> _Passage given_
——————

IJCAI Report on Changes in the Review Process

Lessons learned from changes in the review process of IJCAI(-PRICAI) 2020#

by Christian Bessiere, January 5th, 2021

Summary statement:
The mandatory re-submission declaration requirement was very
successful, providing more information, arguably higher quality, and
an increased acceptance rate for resubmitted papers (15.8% acceptance
rate vs. 10.7% for other papers). We continue to believe that
restricting the author response to factual errors and ethical
concerns, and limiting access to the SPC, results in positive outcomes
in the ideal case -- but there are challenges in "culture change" that
make this somewhat difficult to implement well. Allowing
supplementary materials at PC request during the review process has
suffered from the confusion caused by the restrictions imposed on
author response, but it has shown some unexpected benefits.
Triple-blind reviewing (PCs cannot see each other's names) and an
explicit expectation for authors to also serve as reviewers both help
to increase equity along multiple dimensions.

In this note, I discuss various changes in the review process of
IJCAI(-PRICAI) 2020 (apart from summary reject, which was analyzed in
another letter) and the lessons learned from those changes.

I'll first briefly recap the structure of the program committee of
IJCAI-PRICAI 2020. The IJCAI program committee was composed of PC
members (PCs), who write reviews, senior PCs (SPCs), who monitor
discussions and suggest accept/reject decisions, and area chairs
(ACs), who take the accept/reject decisions. In 2020, there were
associate program chairs (APCCs) on top of the ACs. Each of them was
in charge of supervising/helping a subset of the ACs. At the end of
the review process they checked more than 300 borderline decisions,
overriding about 15% of those decisions.

Discussions inside the board of trustees and with former program
chairs have raised several issues in the review process. I decided to
implement several changes to address some of these issues.

Preliminary remark:
The comments below are based on what I observed on the 200 to 300
papers for which I read the reviews, the discussion, and the
meta-review myself.

When a paper had been recently rejected from one of the other major AI conferences, it was mandatory to declare re-submission and to provide the reviews of the rejected submission
The response box was to be used only to declare factual errors or unethical review
The content of the response box was made visible to the SPC and AC only, that is, NOT visible to PCs
It was forbidden to add supplementary material at submission time. It was allowed at response time if requested by PC
Triple blind review process (PCs and SPCs didn't know the names of each other)

——————

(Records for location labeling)

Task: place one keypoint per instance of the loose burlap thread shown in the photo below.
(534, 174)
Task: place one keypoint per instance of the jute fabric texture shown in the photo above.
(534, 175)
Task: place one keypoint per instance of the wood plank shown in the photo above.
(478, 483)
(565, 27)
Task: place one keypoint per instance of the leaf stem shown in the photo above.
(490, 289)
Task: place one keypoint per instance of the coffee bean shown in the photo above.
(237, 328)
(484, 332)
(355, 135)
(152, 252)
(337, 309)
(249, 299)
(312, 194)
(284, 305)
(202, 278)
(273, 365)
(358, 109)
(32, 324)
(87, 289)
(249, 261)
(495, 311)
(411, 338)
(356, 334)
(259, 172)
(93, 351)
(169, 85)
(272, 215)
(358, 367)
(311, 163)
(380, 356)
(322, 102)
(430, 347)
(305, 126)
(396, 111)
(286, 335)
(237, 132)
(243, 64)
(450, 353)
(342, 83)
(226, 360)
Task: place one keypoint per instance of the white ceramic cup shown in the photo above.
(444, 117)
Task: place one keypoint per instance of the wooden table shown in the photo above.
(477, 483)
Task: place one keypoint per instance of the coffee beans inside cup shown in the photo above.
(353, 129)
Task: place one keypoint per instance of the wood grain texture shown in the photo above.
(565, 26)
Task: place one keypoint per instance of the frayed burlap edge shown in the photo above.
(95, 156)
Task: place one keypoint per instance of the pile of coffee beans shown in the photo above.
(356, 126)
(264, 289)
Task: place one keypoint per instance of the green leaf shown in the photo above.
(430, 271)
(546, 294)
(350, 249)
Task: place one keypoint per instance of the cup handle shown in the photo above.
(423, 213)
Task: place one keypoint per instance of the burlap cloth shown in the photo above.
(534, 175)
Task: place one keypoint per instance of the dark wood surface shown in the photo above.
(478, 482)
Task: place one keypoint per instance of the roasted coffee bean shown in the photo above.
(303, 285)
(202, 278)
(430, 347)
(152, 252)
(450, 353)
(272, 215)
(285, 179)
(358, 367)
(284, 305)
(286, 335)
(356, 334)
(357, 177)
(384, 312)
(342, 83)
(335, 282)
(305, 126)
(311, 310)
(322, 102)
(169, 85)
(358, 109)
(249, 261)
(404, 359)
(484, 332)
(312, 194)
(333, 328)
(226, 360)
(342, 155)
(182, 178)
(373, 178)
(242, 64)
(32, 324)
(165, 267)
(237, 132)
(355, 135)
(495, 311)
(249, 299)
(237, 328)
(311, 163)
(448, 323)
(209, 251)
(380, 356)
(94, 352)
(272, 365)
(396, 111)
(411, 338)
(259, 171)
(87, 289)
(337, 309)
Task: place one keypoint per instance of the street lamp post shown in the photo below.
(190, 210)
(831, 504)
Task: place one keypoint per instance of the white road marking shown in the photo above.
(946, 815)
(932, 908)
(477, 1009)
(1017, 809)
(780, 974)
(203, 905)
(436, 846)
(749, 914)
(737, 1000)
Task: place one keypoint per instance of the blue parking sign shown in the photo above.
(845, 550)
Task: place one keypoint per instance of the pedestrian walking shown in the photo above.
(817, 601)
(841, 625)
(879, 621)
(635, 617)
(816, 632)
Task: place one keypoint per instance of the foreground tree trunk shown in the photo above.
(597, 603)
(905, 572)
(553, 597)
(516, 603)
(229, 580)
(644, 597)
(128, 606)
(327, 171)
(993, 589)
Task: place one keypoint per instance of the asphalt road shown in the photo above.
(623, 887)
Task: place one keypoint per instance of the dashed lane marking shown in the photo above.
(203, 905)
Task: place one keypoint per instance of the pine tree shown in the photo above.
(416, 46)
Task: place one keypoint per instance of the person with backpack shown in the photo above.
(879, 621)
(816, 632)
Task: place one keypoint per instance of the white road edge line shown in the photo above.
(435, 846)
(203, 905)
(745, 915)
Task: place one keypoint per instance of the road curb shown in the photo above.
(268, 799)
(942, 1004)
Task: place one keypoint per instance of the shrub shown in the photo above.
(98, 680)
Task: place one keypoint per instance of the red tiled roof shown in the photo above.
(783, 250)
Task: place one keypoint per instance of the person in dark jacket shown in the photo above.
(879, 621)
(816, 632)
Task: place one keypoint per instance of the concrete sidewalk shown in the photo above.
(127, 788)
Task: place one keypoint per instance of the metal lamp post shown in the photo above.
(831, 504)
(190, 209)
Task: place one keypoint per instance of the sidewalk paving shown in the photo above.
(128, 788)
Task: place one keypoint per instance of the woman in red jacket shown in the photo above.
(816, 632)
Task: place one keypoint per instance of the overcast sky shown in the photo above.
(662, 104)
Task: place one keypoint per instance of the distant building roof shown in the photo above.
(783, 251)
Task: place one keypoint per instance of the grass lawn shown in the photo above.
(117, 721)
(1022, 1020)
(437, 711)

——————

> _Written exercise A_
Pick out and copy every line of the records that contains the string "burlap".
> _Written exercise B_
Proceed with the report on changes to the IJCAI review process, writing on from its last line.

> _Task output A_
Task: place one keypoint per instance of the loose burlap thread shown in the photo below.
Task: place one keypoint per instance of the frayed burlap edge shown in the photo above.
Task: place one keypoint per instance of the burlap cloth shown in the photo above.

> _Task output B_
At submission time, authors of a paper were asked to agree to review up to three papers if requested

1. When a paper had been recently rejected from one of the other major AI conferences, it was mandatory to declare re-submission and to provide the reviews of the rejected submission

REASONS FOR CHANGE:
We decided to make the declaration of re-submission mandatory because
of the large proportion of papers which are repeatedly re-submitted
from one conference to the other without addressing any comments from
the previous reviews. The guidelines I gave to PCs were that they
could use the previous submission and reviews to check whether authors
had addressed the comments, but the PCs had the right to decide that a
paper was too weak for IJCAI despite addressing well the former
comments.

PROS:
The first and most visible effect of this re-submission policy is that
among the 6814 abstracts submitted, only 5147 turned into an actual
paper submission. It is probably due to the fact that several
conferences had set their notification just before IJCAI
deadline. Many authors of rejected papers from those conferences have
probably understood that they don't have the time necessary to address
reviewers' comments before the IJCAI deadline.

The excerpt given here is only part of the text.